(TASK): Look through the entries below and show every line containing the word "shorts".

(MATERIAL FOR THIS TASK):

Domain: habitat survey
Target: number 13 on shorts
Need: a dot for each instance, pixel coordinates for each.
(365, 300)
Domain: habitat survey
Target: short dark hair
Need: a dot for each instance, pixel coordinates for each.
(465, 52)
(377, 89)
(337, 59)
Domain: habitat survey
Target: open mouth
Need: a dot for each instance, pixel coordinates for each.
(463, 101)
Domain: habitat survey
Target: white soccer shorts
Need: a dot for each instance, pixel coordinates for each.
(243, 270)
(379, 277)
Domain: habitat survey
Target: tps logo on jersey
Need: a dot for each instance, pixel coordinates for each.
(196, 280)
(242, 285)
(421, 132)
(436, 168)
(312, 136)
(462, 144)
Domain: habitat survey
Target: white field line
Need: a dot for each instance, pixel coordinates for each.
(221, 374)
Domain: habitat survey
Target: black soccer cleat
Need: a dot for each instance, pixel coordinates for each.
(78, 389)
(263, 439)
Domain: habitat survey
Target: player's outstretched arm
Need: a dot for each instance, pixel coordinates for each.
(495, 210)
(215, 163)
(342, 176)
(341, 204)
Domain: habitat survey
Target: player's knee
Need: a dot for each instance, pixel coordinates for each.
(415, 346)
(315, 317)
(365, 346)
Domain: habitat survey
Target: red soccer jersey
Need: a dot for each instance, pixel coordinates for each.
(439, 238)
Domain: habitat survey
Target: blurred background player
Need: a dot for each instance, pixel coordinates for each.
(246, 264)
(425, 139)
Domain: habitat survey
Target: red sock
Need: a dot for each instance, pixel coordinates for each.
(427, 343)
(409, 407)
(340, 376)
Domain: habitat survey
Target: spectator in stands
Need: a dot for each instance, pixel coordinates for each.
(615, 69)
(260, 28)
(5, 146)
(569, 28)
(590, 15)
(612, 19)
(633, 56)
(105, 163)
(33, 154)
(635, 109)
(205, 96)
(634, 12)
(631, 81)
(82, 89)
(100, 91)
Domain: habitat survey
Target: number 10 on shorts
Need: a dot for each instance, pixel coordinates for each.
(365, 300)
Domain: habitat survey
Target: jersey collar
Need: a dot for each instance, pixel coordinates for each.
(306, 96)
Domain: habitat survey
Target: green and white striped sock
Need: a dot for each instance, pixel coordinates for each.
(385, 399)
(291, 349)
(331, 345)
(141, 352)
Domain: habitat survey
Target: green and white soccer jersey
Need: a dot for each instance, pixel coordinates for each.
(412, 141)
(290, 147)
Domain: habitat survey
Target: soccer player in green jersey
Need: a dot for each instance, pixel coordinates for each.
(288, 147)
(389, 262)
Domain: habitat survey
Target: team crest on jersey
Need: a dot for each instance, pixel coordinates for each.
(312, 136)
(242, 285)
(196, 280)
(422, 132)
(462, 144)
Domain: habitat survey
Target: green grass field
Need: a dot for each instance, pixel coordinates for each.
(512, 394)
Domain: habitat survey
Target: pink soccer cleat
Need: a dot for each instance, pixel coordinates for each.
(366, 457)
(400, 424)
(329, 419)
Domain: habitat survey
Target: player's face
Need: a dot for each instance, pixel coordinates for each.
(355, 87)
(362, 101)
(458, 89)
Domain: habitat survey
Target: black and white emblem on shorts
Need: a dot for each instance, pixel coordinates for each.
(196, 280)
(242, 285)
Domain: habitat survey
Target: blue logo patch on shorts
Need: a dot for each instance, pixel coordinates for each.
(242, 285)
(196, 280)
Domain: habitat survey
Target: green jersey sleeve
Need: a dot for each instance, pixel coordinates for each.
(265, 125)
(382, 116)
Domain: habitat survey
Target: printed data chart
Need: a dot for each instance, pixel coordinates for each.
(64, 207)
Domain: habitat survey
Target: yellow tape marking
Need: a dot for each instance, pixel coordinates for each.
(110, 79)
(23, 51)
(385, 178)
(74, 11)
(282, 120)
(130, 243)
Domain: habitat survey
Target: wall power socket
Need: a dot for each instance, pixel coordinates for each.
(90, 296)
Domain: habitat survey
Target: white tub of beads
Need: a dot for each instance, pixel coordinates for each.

(TASK ANSWER):
Target: number 13 on shorts
Target: white soccer shorts
Target: number 10 on shorts
Target: black and white emblem on shorts
Target: blue logo patch on shorts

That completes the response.